■ **What you should do**
The entries that follow should be written out exactly.
———
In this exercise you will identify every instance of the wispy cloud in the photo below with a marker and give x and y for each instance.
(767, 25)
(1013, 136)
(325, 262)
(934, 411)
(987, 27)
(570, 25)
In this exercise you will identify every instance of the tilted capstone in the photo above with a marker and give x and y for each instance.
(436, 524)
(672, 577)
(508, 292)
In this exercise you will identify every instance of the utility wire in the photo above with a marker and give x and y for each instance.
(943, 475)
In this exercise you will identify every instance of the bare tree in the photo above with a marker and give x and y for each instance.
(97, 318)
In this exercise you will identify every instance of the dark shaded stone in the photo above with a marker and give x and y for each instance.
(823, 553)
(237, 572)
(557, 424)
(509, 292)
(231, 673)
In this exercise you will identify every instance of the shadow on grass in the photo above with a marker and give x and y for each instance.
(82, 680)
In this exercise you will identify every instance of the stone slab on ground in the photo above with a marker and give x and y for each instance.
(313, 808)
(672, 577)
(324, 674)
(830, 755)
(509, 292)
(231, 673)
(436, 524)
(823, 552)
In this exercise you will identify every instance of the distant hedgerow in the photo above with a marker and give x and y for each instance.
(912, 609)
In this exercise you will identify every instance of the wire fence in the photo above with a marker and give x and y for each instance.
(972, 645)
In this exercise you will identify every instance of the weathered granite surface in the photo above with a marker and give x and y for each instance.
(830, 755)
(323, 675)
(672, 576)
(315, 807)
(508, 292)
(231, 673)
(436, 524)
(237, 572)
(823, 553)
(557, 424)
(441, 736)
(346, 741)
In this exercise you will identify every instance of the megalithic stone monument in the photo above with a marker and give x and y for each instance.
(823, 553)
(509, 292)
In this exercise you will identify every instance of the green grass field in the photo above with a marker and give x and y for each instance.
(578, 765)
———
■ **Final result**
In this exercise you will identify every instance of the wispy cloud in the photo below with a marker and give x and y for each instance.
(767, 25)
(1013, 136)
(325, 262)
(934, 411)
(987, 27)
(570, 25)
In this exercise you will identify every instance of the tilted capstone in the photo above with a marker and give x and y for each instance.
(436, 524)
(672, 577)
(508, 292)
In this exercise you will identify every instance of the utility wire in the photo above with a marker and give x and y for each instance.
(943, 475)
In this exercise you will identify every instance of the bare tree in the photo above with a marker and give x and y for each instance.
(97, 318)
In this exercise you will identify every instance of the dark shaded stone in the photo above with a marker and give x and y for each instance.
(823, 553)
(237, 572)
(557, 424)
(509, 292)
(231, 673)
In this exercise you will identify every instance of the shadow on grass in the photo above with a marker and give x and y for each instance.
(82, 680)
In this exercise you will identify every instance of the stone slab on ground in the photo above with a marker and give x and y for each instance.
(313, 808)
(672, 577)
(324, 674)
(830, 755)
(509, 292)
(231, 673)
(436, 524)
(823, 552)
In this exercise you will identify every instance of the distant hedgerow in the photo above with a marker and give x and y for each instance.
(912, 609)
In this exercise you will identify every instance of the wire fence in the photo above with a marker and give x and y for each instance.
(972, 645)
In this exercise you will identify every instance of the weathered granite surface in the photo above with a marker and give x and y for each instance.
(830, 755)
(323, 675)
(672, 576)
(315, 807)
(508, 292)
(231, 673)
(436, 524)
(237, 572)
(823, 553)
(557, 424)
(441, 736)
(346, 741)
In this exercise you will identify every instance of the megalithic stone monument in the photo above with a marker and give x and y for each instance.
(823, 553)
(509, 292)
In this exercise you will identify every instance of the green grass field in the photo above with a marker and give x and y for each instance.
(578, 765)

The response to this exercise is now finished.